» **WRITTEN REQUEST**:
Quote every entry word for word.

» **TASK INPUTS**:
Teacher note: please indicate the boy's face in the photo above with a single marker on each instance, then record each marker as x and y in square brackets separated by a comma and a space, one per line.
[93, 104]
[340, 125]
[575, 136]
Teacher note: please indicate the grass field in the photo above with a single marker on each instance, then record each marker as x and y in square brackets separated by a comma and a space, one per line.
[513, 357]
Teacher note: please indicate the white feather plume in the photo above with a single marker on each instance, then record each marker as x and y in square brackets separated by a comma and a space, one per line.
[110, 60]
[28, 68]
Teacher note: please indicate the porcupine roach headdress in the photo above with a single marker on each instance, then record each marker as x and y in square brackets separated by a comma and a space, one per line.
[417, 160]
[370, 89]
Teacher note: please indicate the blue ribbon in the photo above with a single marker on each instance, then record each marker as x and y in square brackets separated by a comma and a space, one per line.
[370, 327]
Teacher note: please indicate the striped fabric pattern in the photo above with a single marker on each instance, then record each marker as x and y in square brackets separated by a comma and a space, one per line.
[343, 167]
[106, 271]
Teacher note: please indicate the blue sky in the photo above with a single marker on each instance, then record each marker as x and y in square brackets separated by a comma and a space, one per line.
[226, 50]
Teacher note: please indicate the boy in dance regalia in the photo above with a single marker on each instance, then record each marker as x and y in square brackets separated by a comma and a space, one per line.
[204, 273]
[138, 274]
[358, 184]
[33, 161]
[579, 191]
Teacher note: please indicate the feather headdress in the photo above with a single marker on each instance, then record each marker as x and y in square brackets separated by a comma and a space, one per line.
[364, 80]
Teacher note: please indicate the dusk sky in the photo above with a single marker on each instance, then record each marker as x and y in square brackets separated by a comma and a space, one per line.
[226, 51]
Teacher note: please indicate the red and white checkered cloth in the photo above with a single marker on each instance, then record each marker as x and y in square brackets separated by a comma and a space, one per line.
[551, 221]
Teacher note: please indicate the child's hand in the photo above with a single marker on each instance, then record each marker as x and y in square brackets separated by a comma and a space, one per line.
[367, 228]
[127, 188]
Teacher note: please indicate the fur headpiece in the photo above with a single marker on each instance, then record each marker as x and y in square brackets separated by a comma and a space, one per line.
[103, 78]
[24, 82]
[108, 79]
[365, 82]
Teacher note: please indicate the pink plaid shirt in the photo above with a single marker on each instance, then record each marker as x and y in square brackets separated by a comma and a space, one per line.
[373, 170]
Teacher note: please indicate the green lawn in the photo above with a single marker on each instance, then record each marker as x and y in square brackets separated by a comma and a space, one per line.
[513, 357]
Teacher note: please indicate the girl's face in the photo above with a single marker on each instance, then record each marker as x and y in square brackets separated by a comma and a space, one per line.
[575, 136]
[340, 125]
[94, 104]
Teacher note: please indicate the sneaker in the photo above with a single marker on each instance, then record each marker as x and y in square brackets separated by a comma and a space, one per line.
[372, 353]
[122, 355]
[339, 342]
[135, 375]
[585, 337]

» **ANSWER TO THE TASK**:
Teacher note: please indicate the boy's face in the photo above with a single marker on each instance, then record each marker as x and y in square brackets separated by a comma and a space, one per line.
[93, 104]
[340, 125]
[575, 136]
Teacher note: please indicate the grass field in the photo above with a single marker on each instance, then record each marker as x and y in square brackets separated by a comma and a space, one per line.
[513, 357]
Teacher note: please indicate the white feather plume in the photo above with a single marker on each instance, then record each marker as x and y in square brackets separated by a comma and a space, one per line.
[110, 60]
[28, 68]
Teacher note: please indicate the porcupine roach headdress in the photo above with a single marker on each instance, then record each marker as x and y in square brackets separated by a comma and a space, one per line.
[417, 160]
[370, 89]
Teacher note: please indicate the blue ribbon in the photo above with a single marker on each instance, then record each marker as x and y in square brackets separated by a comma and a space, one per line.
[370, 327]
Teacher note: please indicate the striped fabric pattern in the photo above with a single marker on each instance, then record each marker as x and y in square brackets separated by a comma and a space, one per line.
[343, 167]
[106, 271]
Teacher note: please indicate the blue sky in the photo above with a single marker on each instance, then record each marker as x and y in square brackets separated by a comma and a space, one per line.
[226, 50]
Teacher note: please indicate the boy in dance regalia in the photo above with a single marker on each instance, then record each marker as x and y in square brackets separated by a comma and a space, one per line.
[204, 273]
[138, 274]
[358, 184]
[33, 161]
[579, 191]
Teacher note: please indicate the feather headdress in the photo above with a single marker on each instance, then record each marker as x and y in square brackets separated by a comma and a space, one per line.
[364, 80]
Teacher note: please indicate the dusk sky in the photo above with a single marker on each instance, then record each marker as x and y in square brackets separated by a comma and a space, one per line.
[226, 51]
Teacher note: please indicate the red and white checkered cloth in the photo above with a single marker on each instance, then record each marker as x and y in square brackets separated by a comma and a space, one per line.
[551, 221]
Teacher note: please indicate the child's hand in the photo above with a single marker on each instance, then record each marker as x and y in square brackets separated by a comma and a space, one per line.
[367, 228]
[127, 188]
Teacher note: please indicate the fur headpiece in the photo above with a single marker on each instance, then record each marker as x and y in square brackets separated by a comma and a space, one per line.
[103, 78]
[24, 82]
[108, 79]
[365, 82]
Teacher note: please indicate the pink plaid shirt in the photo above with a single marker on each instance, then record each marker as x and y in square brackets separated by a comma and a space, one per line.
[373, 170]
Teacher note: please indicate the green lawn in the photo above with a single marker on each instance, then record each marker as x and y in square brackets separated by a comma and a space, one per line.
[513, 357]
Teacher note: please indicate the girl's face in the photo above with a single marker on each instance, then record each marker as x and y in square brackets separated by a comma and a space, one per line.
[575, 136]
[340, 125]
[94, 104]
Teacher note: please indicate the sneaker in the photo above with a single marker on each instance, then record each marker as x and y in square brackets separated by a comma and a space, one per line.
[372, 353]
[122, 355]
[339, 342]
[135, 375]
[585, 337]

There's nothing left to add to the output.